◆ Exercise objective ◆
What is needed here is an exact copy of every entry.

Data listing:
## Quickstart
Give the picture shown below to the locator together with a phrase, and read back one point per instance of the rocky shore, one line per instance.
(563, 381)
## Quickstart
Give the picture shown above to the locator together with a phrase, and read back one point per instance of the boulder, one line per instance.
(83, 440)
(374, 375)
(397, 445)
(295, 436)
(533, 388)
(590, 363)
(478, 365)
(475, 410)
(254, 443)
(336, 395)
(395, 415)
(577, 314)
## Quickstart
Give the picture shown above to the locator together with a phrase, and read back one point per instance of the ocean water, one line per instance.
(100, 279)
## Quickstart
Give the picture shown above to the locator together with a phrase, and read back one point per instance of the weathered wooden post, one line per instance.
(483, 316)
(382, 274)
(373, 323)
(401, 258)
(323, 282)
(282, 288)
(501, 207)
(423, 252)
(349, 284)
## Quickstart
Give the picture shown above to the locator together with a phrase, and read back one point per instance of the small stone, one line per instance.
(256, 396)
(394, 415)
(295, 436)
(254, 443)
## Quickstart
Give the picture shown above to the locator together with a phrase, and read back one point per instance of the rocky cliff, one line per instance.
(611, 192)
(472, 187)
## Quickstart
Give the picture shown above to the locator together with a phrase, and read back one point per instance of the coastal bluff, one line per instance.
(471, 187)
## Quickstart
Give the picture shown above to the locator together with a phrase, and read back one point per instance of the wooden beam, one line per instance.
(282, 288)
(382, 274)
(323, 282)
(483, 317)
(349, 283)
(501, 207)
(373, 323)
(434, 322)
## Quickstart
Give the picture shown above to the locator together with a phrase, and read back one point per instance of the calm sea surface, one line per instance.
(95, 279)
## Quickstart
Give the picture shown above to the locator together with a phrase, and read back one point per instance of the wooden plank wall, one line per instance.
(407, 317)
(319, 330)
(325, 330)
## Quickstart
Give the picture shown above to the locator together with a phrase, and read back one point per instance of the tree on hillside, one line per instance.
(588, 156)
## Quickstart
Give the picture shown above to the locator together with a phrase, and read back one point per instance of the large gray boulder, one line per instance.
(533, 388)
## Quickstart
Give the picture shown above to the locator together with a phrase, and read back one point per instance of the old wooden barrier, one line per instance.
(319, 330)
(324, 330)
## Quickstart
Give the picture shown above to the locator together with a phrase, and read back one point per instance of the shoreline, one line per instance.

◆ Written solution ◆
## Quickstart
Give the picture shown below to the locator together with a phrase, and read back one point per instance of the rocky shore, one line per instance.
(563, 381)
## Quickstart
Give the picture shown above to the locator together with a phrase, and read back one point per instance of the boulder, one line per instance.
(83, 440)
(374, 375)
(397, 445)
(295, 436)
(533, 388)
(590, 363)
(478, 365)
(475, 410)
(254, 443)
(336, 395)
(395, 415)
(577, 314)
## Quickstart
Give the picture shown above to the locator together with a phrase, and read back one point per instance of the ocean water, one line per instance.
(100, 279)
## Quickstart
Give the picture shown above to the locator together with a phrase, and read back one point per instance of the weathered wooden post, one line per instance.
(483, 316)
(382, 274)
(373, 323)
(401, 258)
(323, 282)
(282, 288)
(501, 207)
(423, 252)
(349, 284)
## Quickstart
Give the picture shown above to the locator together with a phrase, and read back one point per instance of the small stone, one line per instance.
(256, 396)
(394, 415)
(295, 436)
(254, 443)
## Quickstart
Give the picture shown above to the locator together with a phrase, and read back one point per instance of the rocky cliff, one line per instance.
(611, 192)
(472, 187)
## Quickstart
Give the picture shown above to the locator together with a phrase, and read back one point per instance of the coastal bluff, one line per instance.
(471, 187)
## Quickstart
Give the picture shown above to the locator together with a phrase, and read back one point per instance of the wooden beam, one line per instance.
(282, 288)
(382, 274)
(323, 282)
(483, 317)
(349, 283)
(501, 207)
(373, 323)
(434, 322)
## Quickstart
Give the picture shown above to the locator together with a phrase, and read back one point per instance of the calm sea surface, one line per instance.
(95, 279)
## Quickstart
Give the picture shown above to the locator together with a phrase, and read back one point per instance of the wooden plank wall, one line per instance.
(407, 317)
(319, 330)
(325, 330)
## Quickstart
Give the picture shown above to the locator together with a phrase, and read back one point per instance of the tree on hillside, one line per instance.
(588, 156)
## Quickstart
Give the picture shown above to the locator together with a phrase, and read back one point per instance of the large gray boulder, one line per instance.
(533, 388)
## Quickstart
Give the picture shown above to the locator together with a phrase, and read back one point per instance of the old wooden barrier, one line per instance.
(319, 330)
(324, 330)
## Quickstart
Give the picture shown above to the locator together with a phrase, and read back one point per instance of the shoreline, one line per instance.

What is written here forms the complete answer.